───── Extracted data ─────
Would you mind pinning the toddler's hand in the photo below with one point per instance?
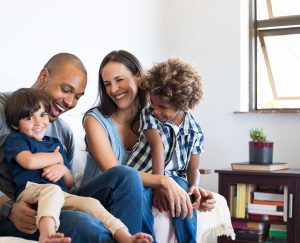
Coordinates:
(54, 172)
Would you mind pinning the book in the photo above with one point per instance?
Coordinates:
(250, 188)
(285, 203)
(244, 225)
(232, 202)
(253, 206)
(251, 235)
(265, 212)
(241, 201)
(278, 227)
(259, 167)
(261, 217)
(268, 196)
(277, 203)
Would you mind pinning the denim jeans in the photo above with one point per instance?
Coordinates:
(80, 226)
(119, 189)
(148, 219)
(185, 229)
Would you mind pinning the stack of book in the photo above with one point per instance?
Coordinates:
(277, 233)
(252, 231)
(259, 167)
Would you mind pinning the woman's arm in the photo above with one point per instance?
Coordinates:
(157, 150)
(98, 144)
(100, 147)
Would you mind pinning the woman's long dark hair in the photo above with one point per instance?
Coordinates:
(106, 105)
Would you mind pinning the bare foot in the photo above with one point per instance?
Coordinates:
(141, 238)
(55, 238)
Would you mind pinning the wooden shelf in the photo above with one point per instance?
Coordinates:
(289, 178)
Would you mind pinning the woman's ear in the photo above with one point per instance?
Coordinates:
(15, 127)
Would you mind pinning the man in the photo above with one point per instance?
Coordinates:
(64, 79)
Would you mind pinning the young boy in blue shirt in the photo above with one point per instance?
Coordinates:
(39, 169)
(171, 139)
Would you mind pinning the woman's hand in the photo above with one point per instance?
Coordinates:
(178, 200)
(207, 202)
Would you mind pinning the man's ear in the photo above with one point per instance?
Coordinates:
(42, 79)
(138, 80)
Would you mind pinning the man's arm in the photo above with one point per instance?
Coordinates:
(21, 214)
(33, 161)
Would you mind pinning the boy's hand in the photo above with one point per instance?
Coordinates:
(22, 215)
(195, 192)
(208, 201)
(54, 172)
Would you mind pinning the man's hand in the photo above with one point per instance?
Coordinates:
(195, 193)
(159, 200)
(23, 216)
(178, 200)
(54, 172)
(207, 202)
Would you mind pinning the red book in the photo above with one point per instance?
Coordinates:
(262, 217)
(277, 203)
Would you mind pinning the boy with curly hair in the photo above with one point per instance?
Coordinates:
(171, 139)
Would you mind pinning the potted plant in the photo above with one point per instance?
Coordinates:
(260, 150)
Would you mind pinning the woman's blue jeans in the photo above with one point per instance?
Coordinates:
(119, 189)
(185, 229)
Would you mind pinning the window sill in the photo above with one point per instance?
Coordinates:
(270, 111)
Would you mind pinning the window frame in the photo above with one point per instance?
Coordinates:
(260, 29)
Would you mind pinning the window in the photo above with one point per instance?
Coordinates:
(276, 56)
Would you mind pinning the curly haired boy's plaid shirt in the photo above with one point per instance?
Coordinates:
(189, 140)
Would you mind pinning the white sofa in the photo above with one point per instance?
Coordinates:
(210, 224)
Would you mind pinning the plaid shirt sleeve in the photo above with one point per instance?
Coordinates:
(148, 121)
(198, 144)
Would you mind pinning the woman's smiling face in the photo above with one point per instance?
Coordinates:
(120, 84)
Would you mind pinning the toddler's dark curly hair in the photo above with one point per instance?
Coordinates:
(174, 81)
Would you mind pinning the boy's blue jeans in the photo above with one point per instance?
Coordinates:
(185, 229)
(119, 189)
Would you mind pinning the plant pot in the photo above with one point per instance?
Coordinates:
(260, 152)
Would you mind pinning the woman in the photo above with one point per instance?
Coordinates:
(112, 130)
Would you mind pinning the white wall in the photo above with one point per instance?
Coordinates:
(205, 32)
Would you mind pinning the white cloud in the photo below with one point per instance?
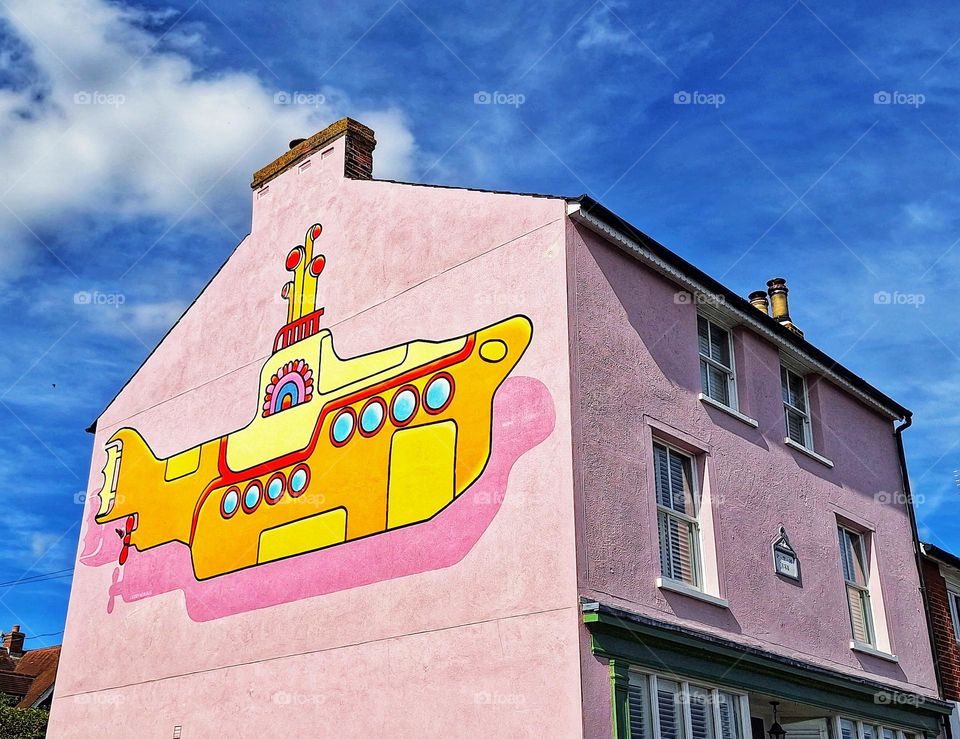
─────
**What to produce:** Rewrite all of the records above, swapping "one point per instance" for "a single point for each instance" and keeping everything else the same. Leave the pictures out.

**Exercise solution:**
Would you mind pinning the toddler's hand in the photo below with a single point for each instance?
Coordinates:
(54, 172)
Would you mind pinning the book in the photo above with a single point for each instance?
Coordinates:
(250, 188)
(285, 203)
(244, 225)
(232, 202)
(253, 206)
(251, 235)
(265, 212)
(241, 201)
(278, 227)
(259, 167)
(261, 217)
(268, 196)
(277, 203)
Would you mind pinning the denim jeans in the photo above with a single point for each instance?
Coordinates:
(80, 226)
(119, 189)
(148, 219)
(185, 229)
Would you mind pinning the stack of book in the photo above with a single point for each instance?
Coordinates:
(277, 233)
(252, 231)
(259, 167)
Would you mind pinning the woman's arm in the photo above with a single point for each instance?
Coordinates:
(157, 150)
(98, 144)
(100, 147)
Would you mind pinning the woman's long dark hair in the photo above with a single point for each instance?
Coordinates:
(106, 105)
Would you mind pinning the bare foot in the photo above with a single point for each instance?
Coordinates:
(141, 238)
(55, 238)
Would you mind pinning the wooden shelf in the photo above with a single point for each instance?
Coordinates:
(289, 178)
Would you mind pinning the woman's ear in the photo above with a single point for each instance?
Coordinates:
(15, 127)
Would you mind pinning the man in the photo above with a single point for each instance?
Coordinates:
(64, 79)
Would you mind pinning the young boy in blue shirt in the photo above with a single point for each instance?
Coordinates:
(39, 169)
(171, 139)
Would you mind pinning the woman's hand in the photo above with a single point for each instance?
Coordinates:
(178, 200)
(207, 202)
Would you mind pinning the man's ear in the photo above with a single point for each instance?
Coordinates:
(42, 79)
(138, 80)
Would you mind pinning the man's arm in the photo above with a single point for each instance?
Coordinates:
(21, 214)
(33, 161)
Would you mind pinning the boy's hand in the photo above with a single point for each instance?
Coordinates:
(22, 215)
(195, 192)
(208, 201)
(54, 172)
Would you mind pinning the man's hand in the photo above with a single point for each instance?
Coordinates:
(195, 193)
(159, 200)
(23, 216)
(178, 200)
(54, 172)
(207, 202)
Would you mind pinning the red book in the photo above with a single point for each instance?
Coordinates:
(262, 217)
(277, 203)
Would you mind pinning the boy with curly hair in the photo above with a single point for each instance?
Coordinates:
(171, 139)
Would you mind pinning the potted plant in the photo above with a single point for each instance?
Coordinates:
(260, 150)
Would you mind pinning the woman's blue jeans in the photo above with a single point for each instance?
Coordinates:
(119, 189)
(185, 229)
Would you mind pinning the window sill in the photo above with a single point for each instance?
Coordinates:
(270, 111)
Would you mind pinning the window frame in the photo above with a single point for each instance?
Coordinates:
(260, 29)
Would you mind pinning the window in the photo above with a single point for each instance?
Coordinates:
(276, 56)
Would you mind pinning the curly haired boy's plaid shirt in the photo above with a single point for each instance?
Coordinates:
(189, 140)
Would you mind pinning the white sofa in the photo above with a single point for each instance?
Coordinates:
(210, 224)
Would you mind pinning the plaid shirt sleeve in the photo above with a single point for each instance?
Coordinates:
(148, 121)
(198, 144)
Would you mind pinning the woman's smiling face in the photo above with a single point for each instance?
Coordinates:
(120, 84)
Would you mind pinning the toddler's dark curly hair in the photo above with a single point for each instance?
Coordinates:
(174, 81)
Would you mind pinning the boy's blue jeans in the photo above with a single point for each instance?
Coordinates:
(185, 229)
(119, 189)
Would you mind pinning the plant pot in the photo above with a single point for each instance?
Coordinates:
(260, 152)
Would you mind pinning the woman in the photo above with a single point for each instance?
Coordinates:
(112, 130)
Would you mind pinning the white wall in the photo above with a single point for each instance?
Coordinates:
(205, 32)
Would you mind pinning the white cloud in the photo below with a single point for each instance?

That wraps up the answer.